##### Supplied records
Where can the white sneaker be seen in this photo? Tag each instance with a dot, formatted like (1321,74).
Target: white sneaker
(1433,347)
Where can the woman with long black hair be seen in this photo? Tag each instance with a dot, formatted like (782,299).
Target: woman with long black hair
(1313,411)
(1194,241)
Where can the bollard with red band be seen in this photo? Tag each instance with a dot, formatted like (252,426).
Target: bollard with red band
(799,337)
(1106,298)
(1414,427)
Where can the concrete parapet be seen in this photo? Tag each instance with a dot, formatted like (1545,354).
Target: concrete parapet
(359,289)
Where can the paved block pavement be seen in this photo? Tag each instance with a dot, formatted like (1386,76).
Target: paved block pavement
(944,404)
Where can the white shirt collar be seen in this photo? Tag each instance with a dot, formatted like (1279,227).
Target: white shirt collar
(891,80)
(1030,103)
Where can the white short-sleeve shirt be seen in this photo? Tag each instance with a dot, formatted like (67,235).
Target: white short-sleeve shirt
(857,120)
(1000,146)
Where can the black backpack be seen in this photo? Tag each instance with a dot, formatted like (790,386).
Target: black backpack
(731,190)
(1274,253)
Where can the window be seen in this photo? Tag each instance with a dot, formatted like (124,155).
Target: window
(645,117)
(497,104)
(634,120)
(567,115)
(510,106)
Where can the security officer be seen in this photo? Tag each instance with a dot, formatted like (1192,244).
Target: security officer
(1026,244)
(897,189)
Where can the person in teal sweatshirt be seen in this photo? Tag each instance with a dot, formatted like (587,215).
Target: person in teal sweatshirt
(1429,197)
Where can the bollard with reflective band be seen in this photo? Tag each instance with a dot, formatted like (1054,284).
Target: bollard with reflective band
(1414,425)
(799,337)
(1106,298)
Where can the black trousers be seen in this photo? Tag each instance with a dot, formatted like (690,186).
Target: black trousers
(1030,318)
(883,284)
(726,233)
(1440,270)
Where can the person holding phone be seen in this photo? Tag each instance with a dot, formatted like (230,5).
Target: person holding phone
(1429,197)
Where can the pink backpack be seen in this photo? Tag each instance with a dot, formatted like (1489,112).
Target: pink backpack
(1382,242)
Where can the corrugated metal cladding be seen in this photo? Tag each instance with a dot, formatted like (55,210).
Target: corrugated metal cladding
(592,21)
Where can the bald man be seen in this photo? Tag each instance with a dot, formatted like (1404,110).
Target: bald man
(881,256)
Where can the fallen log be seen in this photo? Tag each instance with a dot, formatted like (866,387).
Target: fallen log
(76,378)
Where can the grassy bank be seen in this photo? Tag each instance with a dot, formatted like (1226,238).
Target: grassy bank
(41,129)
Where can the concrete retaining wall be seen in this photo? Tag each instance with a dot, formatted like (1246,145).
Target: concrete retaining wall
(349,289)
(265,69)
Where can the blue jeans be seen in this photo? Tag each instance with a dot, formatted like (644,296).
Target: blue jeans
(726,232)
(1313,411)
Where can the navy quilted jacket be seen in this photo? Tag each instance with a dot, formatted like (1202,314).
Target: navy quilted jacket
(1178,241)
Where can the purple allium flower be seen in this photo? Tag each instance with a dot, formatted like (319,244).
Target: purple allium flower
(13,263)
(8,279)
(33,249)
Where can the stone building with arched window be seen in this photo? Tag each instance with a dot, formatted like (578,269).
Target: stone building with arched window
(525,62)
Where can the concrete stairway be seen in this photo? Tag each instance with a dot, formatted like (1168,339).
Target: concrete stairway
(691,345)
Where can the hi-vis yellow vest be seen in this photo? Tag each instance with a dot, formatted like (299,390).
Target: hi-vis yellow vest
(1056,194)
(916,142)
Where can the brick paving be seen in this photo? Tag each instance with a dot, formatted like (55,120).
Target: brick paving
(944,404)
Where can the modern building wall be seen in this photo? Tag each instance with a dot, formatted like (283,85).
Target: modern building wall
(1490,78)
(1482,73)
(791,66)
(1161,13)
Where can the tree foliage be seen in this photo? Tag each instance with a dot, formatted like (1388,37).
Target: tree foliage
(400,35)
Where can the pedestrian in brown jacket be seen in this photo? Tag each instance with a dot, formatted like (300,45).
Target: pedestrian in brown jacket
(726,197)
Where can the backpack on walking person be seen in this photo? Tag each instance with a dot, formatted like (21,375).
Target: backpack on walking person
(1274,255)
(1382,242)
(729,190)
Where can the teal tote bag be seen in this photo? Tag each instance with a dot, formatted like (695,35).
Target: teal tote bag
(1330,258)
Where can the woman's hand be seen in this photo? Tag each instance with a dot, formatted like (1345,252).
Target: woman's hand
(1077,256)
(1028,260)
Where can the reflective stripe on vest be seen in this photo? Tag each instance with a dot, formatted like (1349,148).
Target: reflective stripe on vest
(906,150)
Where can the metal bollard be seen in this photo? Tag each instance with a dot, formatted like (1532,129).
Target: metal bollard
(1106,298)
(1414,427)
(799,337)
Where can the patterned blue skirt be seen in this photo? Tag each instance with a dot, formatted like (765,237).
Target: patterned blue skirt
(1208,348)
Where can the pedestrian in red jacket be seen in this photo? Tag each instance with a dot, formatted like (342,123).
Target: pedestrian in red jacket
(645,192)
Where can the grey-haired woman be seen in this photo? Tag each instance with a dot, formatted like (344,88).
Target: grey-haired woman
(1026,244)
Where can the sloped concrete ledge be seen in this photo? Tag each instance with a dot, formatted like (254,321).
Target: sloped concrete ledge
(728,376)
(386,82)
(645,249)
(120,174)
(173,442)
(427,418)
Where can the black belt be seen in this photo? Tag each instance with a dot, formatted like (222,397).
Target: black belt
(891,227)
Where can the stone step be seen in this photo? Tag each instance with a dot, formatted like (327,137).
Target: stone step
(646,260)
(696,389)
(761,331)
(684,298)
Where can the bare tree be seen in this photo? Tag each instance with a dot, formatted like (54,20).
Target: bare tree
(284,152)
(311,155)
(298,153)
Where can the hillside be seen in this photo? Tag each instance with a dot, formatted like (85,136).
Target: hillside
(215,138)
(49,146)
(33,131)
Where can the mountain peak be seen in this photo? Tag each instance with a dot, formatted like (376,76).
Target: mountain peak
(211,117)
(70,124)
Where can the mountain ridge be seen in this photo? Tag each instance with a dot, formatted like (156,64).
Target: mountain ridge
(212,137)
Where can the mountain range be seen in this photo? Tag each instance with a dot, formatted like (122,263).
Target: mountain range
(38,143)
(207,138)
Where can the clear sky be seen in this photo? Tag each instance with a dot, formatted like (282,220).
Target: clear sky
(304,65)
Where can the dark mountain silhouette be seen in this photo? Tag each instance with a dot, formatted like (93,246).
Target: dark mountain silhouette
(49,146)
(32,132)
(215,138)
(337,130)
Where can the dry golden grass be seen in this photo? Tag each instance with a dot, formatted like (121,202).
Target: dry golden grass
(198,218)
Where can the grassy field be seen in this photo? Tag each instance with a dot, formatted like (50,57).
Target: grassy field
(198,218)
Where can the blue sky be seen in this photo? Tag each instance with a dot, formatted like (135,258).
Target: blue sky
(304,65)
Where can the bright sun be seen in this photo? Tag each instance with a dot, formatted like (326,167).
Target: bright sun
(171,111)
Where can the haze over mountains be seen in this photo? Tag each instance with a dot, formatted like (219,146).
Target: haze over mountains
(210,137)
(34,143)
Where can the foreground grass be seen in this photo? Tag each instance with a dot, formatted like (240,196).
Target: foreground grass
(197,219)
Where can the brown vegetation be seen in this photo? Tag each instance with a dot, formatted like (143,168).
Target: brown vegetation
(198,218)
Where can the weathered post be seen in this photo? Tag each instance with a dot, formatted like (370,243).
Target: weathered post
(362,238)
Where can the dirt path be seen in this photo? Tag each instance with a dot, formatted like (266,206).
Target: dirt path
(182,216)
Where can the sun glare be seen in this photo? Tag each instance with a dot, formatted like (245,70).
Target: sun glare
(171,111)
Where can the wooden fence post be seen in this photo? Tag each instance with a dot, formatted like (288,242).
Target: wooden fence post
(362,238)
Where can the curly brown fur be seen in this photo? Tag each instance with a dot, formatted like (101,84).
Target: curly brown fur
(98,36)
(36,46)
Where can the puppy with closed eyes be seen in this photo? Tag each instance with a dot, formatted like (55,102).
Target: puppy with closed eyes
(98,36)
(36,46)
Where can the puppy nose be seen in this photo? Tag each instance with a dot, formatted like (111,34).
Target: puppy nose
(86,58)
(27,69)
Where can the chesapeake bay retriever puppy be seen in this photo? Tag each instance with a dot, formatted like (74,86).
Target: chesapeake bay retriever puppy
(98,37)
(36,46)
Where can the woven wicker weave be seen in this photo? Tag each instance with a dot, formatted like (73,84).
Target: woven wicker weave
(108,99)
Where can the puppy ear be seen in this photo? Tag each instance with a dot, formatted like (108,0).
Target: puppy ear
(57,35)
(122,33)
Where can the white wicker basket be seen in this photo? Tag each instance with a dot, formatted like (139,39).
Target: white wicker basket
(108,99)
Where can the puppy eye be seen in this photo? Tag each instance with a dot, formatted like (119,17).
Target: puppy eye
##########
**Your goal**:
Nothing but the lines from the line containing "Where can the white wicker" through the final line of the entries should appear in your answer, copied exactly.

**Exercise result**:
Where can the white wicker basket be seen in this photo? Tag each instance with a dot, formatted like (139,39).
Target: white wicker basket
(108,99)
Where can the puppy eye be seen in this photo? Tag each instance with a dot, formatted like (119,17).
Target: puppy eye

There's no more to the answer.